Given instruction
Reproduce the material word for word, from its very first line through the line holding "Give the mask of the blonde woman walking.", both ends included.

▬▬▬▬▬▬

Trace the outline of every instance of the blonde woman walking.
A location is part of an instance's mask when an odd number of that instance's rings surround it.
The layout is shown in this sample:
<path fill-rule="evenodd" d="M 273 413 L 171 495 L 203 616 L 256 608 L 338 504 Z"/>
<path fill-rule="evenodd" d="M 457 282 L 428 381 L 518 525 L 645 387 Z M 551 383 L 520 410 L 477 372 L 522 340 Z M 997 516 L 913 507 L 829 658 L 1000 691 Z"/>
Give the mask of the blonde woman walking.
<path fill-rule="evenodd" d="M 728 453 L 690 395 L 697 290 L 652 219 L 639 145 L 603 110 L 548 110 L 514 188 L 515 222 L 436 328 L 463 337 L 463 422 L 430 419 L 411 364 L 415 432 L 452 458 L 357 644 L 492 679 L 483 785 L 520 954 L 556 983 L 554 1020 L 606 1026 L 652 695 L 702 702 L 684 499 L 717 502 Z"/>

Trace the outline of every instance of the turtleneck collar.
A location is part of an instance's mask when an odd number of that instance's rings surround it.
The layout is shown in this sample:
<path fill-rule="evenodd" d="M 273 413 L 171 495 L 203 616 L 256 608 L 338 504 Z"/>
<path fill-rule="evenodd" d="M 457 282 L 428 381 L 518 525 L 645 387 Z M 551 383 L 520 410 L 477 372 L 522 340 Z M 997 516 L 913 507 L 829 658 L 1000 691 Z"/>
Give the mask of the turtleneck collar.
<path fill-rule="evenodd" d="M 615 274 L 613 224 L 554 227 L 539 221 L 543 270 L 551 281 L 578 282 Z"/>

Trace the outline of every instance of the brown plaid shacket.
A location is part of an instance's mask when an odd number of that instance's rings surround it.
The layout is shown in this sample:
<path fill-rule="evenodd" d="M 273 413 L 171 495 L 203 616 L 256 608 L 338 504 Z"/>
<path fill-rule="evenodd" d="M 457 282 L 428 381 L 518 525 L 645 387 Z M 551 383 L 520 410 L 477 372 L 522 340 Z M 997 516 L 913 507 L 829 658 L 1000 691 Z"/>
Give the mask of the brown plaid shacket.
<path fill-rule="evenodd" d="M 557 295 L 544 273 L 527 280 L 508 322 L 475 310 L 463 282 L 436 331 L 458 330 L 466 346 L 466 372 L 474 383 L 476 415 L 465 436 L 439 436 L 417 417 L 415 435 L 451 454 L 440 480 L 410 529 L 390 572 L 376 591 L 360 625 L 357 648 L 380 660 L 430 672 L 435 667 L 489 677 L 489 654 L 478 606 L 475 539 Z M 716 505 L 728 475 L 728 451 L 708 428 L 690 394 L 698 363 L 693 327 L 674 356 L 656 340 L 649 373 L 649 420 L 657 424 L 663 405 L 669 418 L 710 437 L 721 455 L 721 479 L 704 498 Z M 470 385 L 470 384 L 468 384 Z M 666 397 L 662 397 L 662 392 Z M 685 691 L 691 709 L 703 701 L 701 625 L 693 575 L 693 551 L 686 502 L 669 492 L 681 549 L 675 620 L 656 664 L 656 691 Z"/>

▬▬▬▬▬▬

The completed task
Trace the outline of every instance of the blonde woman walking.
A location is part of an instance's mask when an odd number of that instance's rings surround it.
The layout is shown in this sample:
<path fill-rule="evenodd" d="M 273 413 L 171 495 L 203 616 L 256 608 L 338 504 Z"/>
<path fill-rule="evenodd" d="M 457 282 L 428 381 L 518 525 L 645 387 Z M 551 383 L 520 410 L 477 372 L 522 340 Z M 997 516 L 913 507 L 829 658 L 1000 691 Z"/>
Give the mask of the blonde woman walking.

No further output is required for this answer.